**Текст:**
ОТ ИЗДАТЕЛЯ
В этой книге Франц изложил общие начала физиологии государства, в самой ясной и общедоступной форме. Физиологический метод следования о государстве был в большом пренебрежении у ученых, занимающихся наукой о государстве, и потому нельзя не признать особенной заслугой со стороны Франца то, что формируя в научной форме свои теоретические исследования физиологических законов государственной жизни, он возводит, таким образом, физиологию государства на степень положительной науки.
Франц, оканчивая настоящее сочинение, обещал продолжение своих исследований по части политической физиологии, и одно из последующих его сочинений, именно Физиология государства, как основание политических наук, уже издано в русском переводе; но не ознакомившись с «Общими началами физиологии государства», читатель может встретить затруднение в уяснении себе воззрений Франца, изложенных в его последующих сочинениях.
Организацию государственных дел, развитие их и элементарное физиологическое учение, рассматривающее государственные тела как самобытное целое; но так как с природою государств сопряжены многие существенные жизненные условия, стоящие вне их, то эти условия и взаимодействие тех и других, по плану автора, должны быть также исследованы физиологически. «Государства, говорит Франц, связаны с землею, как с основанием своим. Составные части, которые образуют их, принадлежат гражданскому обществу. История составляет среду, в которой они живут. Наконец, солнцем, согревающим и освещающим их, являются художества, науки и религия». Это также послужит материалом для исследования отношения государств к земле, к гражданскому обществу, к истории и к царству духа.
По мысли Франца, цель его труда преимущественно состоит в том, чтобы хоть сколько-нибудь содействовать к разрушению фантастических представлений и схоластических форм, затемняющих правильность общественного суждения и препятствующих правильному взгляду на действительное положение политических дел. «И если многие политические сочинения, - говорит автор, - имеют целью пропагандировать мнения или интересы партий, то моя цель состоит в том, чтобы дать читателю возможность судить самому».
Признавая ложным существующее ныне в конституционных государствах отделение правительственной или исполнительной власти от законодательной, Франц полагает, что первая гарантия политической свободы заключается в том, чтобы законодательные учреждения имели известную долю и власти правительственной, или исполнительной. Вообще, Франц, нападая на принятое в современных государствах строгое разделение властей, видит исцеление современного недуга в таком распределении властей, чтобы власть была неразлучна с силой. В существующем же порядке, где сила составляет почти исключительную принадлежность исполнительной власти, Франц видит зародыш военного деспотизма, к которому в непродолжительное время должна придти Европа, и беспрерывных войн.
Франц стремится доказать, что всеобщая федерация должна быть признана целью европейской политики; осуществление же этого должно быть достигнуто тем, чтобы постепенно и мало помалу придавать политическому развитию федеративное направление, руководствуясь истинным историческим пониманием государственно развития и самой сущности федерации, а не внешностью федеративной формы.
Относительно представительства, автор разделяет то мнение, что воля не может быть переносима от одного лица на другое; переносить свою волю на других - значит лишиться своей воли и, следовательно, попасть в рабство. Поэтому, если хотят, чтобы в государстве господствовала воля народная и чтобы в особенности законодательство было выражением народной воли, то народ должен сам давать законы, и это не должно делаться через депутатов. Допуская раз, что народ должен давать законы, как этого требует современная демократия, необходимо допустить и вышеизложенное заключение, - говорит Франц.

**Что сделать:**
1) Перепишите из предисловия отрывок между «Франц, оканчивая настоящее» и «его последующих сочинениях.», включая оба эти места.
2) Почему, согласно предисловию, законы должен давать сам народ, а не депутаты? Ответьте одним–тремя предложениями.
Позиции, приведённые далее, здесь никак не используются.

(Строки из набора данных для сегментации)

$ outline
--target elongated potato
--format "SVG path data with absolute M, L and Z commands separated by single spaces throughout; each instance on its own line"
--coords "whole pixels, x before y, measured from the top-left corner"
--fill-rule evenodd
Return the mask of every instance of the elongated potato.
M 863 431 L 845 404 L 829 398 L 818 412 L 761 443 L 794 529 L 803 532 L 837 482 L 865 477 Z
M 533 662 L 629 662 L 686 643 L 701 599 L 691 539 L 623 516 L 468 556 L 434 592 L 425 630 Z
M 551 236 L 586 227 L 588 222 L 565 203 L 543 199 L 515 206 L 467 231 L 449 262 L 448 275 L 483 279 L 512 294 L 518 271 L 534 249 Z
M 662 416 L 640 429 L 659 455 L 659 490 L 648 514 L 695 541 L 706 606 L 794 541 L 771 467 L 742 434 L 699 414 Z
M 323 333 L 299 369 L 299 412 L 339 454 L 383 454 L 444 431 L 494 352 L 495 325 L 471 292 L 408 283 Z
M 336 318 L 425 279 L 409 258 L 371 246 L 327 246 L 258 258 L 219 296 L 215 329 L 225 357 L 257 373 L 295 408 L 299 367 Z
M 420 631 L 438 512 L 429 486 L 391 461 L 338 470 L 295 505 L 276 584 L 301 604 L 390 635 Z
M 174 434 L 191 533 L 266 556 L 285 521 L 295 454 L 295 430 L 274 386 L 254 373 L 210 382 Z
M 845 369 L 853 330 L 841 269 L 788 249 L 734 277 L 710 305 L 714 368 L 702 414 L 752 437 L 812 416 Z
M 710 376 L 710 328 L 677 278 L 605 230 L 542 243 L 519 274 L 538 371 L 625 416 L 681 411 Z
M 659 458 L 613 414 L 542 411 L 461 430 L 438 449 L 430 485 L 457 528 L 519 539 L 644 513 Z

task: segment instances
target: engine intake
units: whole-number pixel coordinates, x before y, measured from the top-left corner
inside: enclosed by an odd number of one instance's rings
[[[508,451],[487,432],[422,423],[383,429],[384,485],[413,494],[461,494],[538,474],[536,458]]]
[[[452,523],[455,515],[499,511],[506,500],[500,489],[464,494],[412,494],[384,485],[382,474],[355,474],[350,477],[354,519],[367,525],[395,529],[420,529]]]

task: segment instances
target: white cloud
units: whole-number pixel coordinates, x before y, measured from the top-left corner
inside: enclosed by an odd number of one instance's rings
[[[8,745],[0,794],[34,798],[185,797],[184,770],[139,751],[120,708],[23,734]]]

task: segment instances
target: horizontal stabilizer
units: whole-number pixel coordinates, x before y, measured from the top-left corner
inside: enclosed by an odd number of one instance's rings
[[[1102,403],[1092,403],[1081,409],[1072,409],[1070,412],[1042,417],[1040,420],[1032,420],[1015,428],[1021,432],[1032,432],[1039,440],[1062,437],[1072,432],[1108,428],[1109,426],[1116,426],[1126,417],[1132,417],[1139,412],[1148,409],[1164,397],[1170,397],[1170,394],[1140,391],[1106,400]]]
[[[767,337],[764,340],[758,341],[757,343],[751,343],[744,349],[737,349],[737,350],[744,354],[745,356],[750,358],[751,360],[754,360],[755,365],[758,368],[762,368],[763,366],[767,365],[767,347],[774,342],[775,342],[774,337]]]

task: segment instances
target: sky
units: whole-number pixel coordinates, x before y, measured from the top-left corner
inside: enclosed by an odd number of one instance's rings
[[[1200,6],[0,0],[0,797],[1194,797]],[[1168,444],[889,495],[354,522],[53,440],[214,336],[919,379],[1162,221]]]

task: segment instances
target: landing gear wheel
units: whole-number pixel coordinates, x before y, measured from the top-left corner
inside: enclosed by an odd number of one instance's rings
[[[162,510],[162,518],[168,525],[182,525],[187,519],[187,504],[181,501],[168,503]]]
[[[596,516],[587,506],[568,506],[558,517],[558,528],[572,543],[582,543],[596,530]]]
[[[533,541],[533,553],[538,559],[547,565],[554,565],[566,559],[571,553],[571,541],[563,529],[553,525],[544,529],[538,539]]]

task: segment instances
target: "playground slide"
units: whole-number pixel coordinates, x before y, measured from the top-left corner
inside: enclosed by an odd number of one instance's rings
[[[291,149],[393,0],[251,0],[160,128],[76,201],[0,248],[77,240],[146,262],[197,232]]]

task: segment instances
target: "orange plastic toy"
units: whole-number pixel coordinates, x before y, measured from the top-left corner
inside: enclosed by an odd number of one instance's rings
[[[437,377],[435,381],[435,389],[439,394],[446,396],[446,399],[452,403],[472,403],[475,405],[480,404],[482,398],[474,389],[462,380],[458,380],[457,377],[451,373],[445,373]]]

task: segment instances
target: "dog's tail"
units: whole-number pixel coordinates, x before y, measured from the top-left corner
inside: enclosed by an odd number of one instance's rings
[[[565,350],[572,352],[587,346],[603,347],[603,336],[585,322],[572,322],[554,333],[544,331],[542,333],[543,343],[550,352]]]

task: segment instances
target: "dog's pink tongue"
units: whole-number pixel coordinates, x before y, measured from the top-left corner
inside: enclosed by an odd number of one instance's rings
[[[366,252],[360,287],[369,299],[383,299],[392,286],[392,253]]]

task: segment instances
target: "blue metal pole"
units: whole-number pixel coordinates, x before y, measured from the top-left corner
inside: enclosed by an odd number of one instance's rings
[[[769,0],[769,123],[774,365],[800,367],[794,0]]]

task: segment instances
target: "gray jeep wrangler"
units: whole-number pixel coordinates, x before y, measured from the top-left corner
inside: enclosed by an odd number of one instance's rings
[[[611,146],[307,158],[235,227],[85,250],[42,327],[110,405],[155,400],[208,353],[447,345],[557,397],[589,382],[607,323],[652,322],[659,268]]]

**Ответы по порядку:**
1)
Франц, оканчивая настоящее сочинение, обещал продолжение своих исследований по части политической физиологии, и одно из последующих его сочинений, именно Физиология государства, как основание политических наук, уже издано в русском переводе; но не ознакомившись с «Общими началами физиологии государства», читатель может встретить затруднение в уяснении себе воззрений Франца, изложенных в его последующих сочинениях.

2) Воля не может переноситься от одного лица на другое. Передать свою волю другим значит лишиться её и попасть в рабство. Поэтому, если законодательство должно выражать волю народа, народ должен сам давать законы.